I have tried to describe this comprehensive system as sharply as I can, in brief outline, with diagrams. I cannot promise that you will find it easy going. Nearly all of it will be different from the ideas you have learned and are used to. Some of it may irritate you. Some of it may amuse you. I trust that all of it will interest you-and in particular, that it will give you a way of doing business which will win and hold your competitive edge in a rapidly changing world.

If you are looking for the kind of quick fix given by organization fads and instant management development, you have opened the wrong book: you will find no simple gimmicks or formulas in it, nothing you can lay on mechanically without the need for understanding.

— DATASET SECTION —
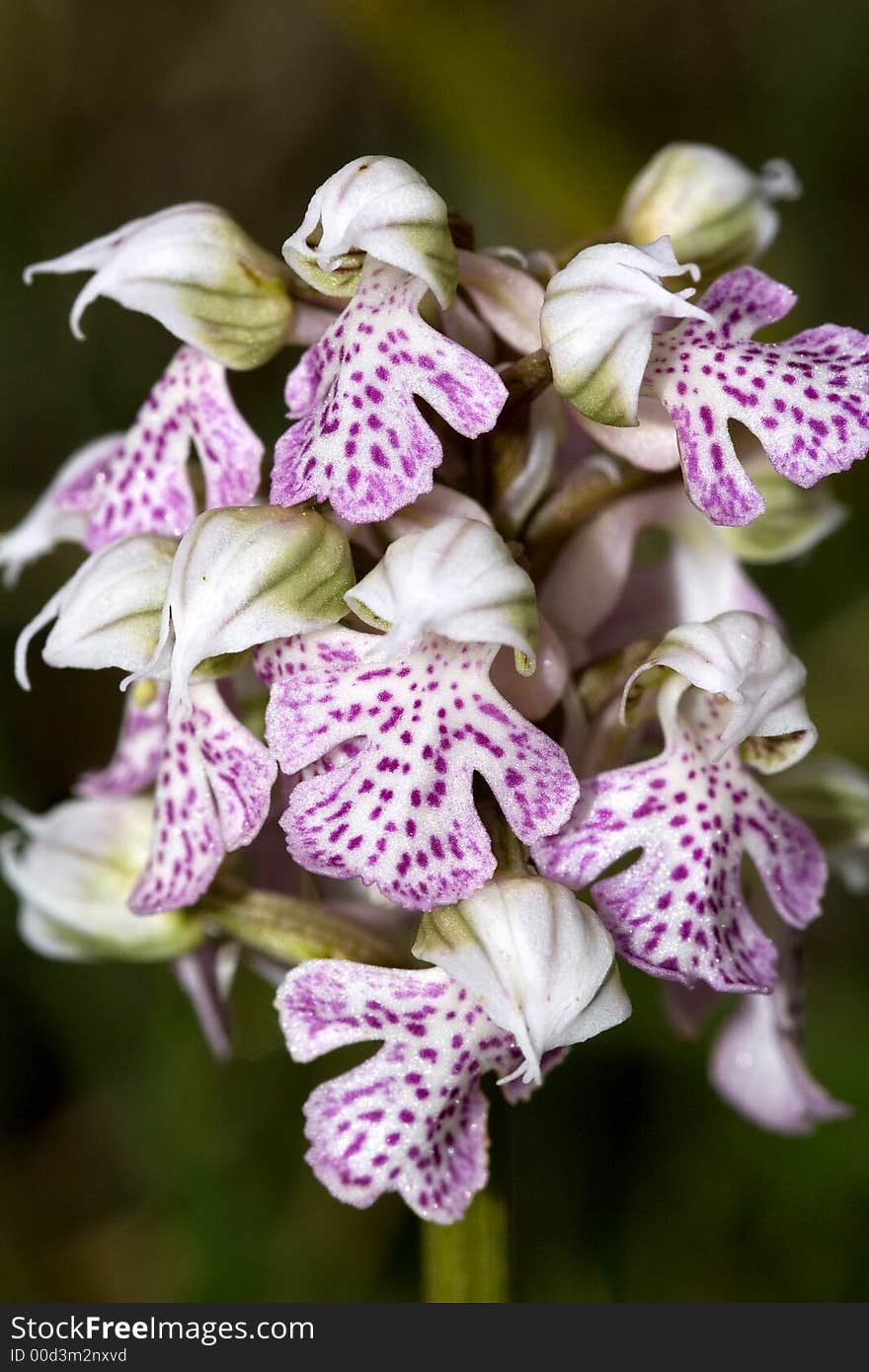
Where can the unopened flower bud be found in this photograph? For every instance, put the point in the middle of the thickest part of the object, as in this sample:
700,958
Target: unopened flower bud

— DESCRIPTION OF THE TASK —
What reactions does the passage say parts of the system may or will provoke in the reader? List them all.

— WRITTEN RESPONSE —
- Irritation
- Amusement
- Interest